- WORK ORDER
Take the entries below and retype them word for word, excluding the images.
(LISTED ENTRIES Opens)
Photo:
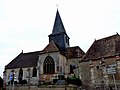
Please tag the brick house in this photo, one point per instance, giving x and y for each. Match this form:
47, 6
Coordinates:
101, 55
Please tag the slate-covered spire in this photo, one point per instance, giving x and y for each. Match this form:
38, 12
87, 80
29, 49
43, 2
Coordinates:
59, 35
58, 25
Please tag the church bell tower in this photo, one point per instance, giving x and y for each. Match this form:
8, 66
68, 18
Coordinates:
59, 35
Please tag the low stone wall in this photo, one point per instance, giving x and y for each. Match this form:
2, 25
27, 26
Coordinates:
50, 87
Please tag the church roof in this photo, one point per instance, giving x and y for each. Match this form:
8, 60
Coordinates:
58, 25
24, 60
105, 47
75, 52
51, 47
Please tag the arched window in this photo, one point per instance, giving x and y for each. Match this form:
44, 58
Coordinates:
34, 72
49, 66
20, 75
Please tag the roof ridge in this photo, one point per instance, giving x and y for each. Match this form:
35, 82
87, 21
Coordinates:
108, 37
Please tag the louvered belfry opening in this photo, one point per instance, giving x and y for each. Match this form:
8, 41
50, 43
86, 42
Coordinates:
49, 66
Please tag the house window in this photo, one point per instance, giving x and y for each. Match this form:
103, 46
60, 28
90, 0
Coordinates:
34, 72
49, 66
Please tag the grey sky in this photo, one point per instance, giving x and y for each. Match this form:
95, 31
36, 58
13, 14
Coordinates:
26, 24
(LISTED ENTRIES Closes)
- ANSWER BELOW
Photo:
Please tag the brick house in this photo, one point per instance, giving x and y for each. Match this form:
47, 6
Coordinates:
101, 55
Please tag the slate-covered spire in this photo, one point per instance, giving x and y for each. Match this form:
38, 12
87, 80
29, 49
43, 2
Coordinates:
59, 35
58, 25
Please tag the church bell tower in this photo, one point per instance, giving x and y for each. Match this form:
8, 66
68, 18
Coordinates:
59, 35
Please tag the low stone wall in this photo, one point per instance, giving x and y for each. Match this form:
2, 25
27, 26
Coordinates:
50, 87
Please tag the church roof in this photo, one point per instance, giving x and y for each. Match this form:
8, 60
Coordinates:
58, 25
24, 60
105, 47
75, 52
51, 47
Please tag the arched window in this photo, one point per instance, giving x and y for each. Match this form:
44, 58
Coordinates:
34, 72
49, 66
20, 75
Please tag the roof ridge in this photo, one point per instance, giving x and y for each. Match this form:
35, 82
87, 21
Coordinates:
108, 37
Please tag the louvered belfry opening in this photo, one point per instance, giving x and y for each. Match this form:
8, 41
50, 43
86, 42
Coordinates:
49, 66
Please tag the house window in this photo, one point per instance, giving x and y for each. Match this form:
103, 46
60, 28
90, 0
Coordinates:
34, 72
49, 66
Please tag the grey sky in this photo, one point per instance, giving x and y for each. Match this form:
95, 31
36, 58
13, 14
Coordinates:
26, 24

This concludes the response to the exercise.